■ **Task brief**: All lines in the records below with the word "floor" must be returned.

Data records:
- Opening Delimiter -

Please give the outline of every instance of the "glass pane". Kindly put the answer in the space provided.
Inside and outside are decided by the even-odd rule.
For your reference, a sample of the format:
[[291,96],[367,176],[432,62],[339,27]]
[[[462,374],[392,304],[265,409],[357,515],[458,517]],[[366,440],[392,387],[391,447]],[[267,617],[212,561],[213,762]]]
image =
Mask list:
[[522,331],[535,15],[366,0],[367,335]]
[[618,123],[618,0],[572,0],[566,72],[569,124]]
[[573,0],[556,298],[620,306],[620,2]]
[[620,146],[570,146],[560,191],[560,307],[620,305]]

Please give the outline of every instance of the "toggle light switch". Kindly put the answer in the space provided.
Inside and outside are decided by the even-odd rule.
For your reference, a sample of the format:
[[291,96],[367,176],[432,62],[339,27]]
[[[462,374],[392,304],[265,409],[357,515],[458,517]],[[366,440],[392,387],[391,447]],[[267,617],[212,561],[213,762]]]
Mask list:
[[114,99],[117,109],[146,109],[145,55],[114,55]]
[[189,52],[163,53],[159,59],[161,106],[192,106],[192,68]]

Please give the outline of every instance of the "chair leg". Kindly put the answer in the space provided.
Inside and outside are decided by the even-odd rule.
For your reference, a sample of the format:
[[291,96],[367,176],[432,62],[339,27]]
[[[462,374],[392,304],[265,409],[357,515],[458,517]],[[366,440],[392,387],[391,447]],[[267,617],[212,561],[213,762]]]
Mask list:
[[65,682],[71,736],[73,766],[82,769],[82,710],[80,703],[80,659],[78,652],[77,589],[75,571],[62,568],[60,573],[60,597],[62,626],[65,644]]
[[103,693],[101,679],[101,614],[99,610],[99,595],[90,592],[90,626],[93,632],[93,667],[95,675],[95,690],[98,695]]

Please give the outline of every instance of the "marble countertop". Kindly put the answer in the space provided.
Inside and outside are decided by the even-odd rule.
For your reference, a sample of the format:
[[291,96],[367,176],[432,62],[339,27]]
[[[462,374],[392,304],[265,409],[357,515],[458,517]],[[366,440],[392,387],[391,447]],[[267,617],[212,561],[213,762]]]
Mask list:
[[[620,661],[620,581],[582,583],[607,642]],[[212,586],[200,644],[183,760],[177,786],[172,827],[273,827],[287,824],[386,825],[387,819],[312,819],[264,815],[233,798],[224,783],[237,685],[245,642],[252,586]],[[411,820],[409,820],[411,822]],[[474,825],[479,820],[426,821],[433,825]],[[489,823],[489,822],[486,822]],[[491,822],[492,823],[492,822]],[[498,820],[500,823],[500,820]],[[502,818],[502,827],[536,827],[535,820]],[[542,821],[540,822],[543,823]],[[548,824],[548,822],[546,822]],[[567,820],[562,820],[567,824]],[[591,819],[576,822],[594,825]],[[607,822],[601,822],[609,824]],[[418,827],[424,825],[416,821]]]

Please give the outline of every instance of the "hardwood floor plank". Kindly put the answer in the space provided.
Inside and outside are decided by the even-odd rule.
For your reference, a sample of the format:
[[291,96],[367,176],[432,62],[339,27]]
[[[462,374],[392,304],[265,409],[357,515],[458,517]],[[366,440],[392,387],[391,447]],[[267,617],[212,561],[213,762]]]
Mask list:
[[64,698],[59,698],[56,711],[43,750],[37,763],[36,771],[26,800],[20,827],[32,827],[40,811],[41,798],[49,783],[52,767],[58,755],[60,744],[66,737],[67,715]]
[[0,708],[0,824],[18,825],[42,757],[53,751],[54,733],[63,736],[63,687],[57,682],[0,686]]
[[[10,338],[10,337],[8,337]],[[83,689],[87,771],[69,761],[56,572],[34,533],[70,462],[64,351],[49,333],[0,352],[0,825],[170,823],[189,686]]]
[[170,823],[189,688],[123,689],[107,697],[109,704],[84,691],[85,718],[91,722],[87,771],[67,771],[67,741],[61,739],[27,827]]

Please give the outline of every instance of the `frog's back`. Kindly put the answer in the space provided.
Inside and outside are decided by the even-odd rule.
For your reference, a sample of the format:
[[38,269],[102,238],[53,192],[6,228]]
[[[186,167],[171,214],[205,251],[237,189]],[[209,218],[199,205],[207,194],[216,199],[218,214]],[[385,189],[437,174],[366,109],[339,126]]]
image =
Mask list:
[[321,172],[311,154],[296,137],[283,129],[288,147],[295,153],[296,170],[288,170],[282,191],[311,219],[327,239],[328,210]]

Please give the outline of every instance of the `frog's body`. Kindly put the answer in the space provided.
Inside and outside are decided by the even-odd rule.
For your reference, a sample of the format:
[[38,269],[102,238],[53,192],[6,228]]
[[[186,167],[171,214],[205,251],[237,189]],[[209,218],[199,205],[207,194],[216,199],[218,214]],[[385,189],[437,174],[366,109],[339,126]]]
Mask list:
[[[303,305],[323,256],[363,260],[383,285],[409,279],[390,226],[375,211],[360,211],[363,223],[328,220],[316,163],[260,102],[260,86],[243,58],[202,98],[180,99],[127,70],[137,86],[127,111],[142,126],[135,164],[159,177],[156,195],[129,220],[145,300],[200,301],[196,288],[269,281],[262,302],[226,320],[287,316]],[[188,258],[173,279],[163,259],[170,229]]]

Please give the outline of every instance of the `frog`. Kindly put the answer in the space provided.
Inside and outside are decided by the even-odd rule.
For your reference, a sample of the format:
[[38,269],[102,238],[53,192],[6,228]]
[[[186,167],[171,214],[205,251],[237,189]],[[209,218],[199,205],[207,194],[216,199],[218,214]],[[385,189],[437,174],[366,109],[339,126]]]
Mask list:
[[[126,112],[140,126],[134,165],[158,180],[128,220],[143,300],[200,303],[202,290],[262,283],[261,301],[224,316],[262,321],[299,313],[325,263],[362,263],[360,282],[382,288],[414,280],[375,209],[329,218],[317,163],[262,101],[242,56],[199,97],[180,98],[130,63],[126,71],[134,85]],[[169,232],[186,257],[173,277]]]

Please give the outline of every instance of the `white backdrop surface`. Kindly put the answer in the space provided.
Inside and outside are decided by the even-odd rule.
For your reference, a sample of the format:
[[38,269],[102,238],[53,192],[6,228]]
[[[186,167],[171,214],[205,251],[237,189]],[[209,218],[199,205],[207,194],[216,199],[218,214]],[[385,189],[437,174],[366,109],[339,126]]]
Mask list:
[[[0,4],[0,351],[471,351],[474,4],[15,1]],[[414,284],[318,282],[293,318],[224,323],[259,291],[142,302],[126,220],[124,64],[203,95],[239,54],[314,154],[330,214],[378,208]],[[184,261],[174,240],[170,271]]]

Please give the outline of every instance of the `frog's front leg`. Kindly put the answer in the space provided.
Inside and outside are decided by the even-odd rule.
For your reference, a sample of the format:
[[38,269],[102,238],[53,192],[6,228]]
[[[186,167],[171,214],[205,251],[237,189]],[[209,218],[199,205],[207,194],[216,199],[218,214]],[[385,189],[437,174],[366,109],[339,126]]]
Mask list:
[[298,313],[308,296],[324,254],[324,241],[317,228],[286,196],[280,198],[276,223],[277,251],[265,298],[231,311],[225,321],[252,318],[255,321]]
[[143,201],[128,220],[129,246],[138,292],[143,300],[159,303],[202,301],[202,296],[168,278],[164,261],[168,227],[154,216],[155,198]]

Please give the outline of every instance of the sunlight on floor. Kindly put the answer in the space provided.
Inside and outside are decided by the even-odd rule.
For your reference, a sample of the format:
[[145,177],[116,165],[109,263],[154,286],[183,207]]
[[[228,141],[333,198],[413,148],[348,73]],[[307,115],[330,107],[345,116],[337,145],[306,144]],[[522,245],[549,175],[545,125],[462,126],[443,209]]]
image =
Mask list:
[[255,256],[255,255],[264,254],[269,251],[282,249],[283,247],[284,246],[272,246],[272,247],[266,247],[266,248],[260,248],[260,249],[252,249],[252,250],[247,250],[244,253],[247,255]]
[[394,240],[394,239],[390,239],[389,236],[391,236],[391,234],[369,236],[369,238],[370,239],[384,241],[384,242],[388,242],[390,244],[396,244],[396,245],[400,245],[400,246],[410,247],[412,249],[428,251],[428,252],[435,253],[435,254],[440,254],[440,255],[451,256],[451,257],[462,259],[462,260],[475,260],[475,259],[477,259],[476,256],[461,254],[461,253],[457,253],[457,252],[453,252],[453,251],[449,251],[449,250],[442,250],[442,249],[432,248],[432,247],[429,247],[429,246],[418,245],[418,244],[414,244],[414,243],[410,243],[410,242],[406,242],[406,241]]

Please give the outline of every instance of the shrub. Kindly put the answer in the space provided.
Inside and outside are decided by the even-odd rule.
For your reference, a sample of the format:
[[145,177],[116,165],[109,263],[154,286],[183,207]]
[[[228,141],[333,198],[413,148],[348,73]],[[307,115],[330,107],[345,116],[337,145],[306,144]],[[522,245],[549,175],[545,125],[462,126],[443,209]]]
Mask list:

- Closing Delimiter -

■ **Answer box**:
Please give the outline of every instance of the "hardwood floor plank". Kindly put the answer in the space provided.
Please give the outline of every instance of the sunlight on floor. Kindly put the answer in the space provided.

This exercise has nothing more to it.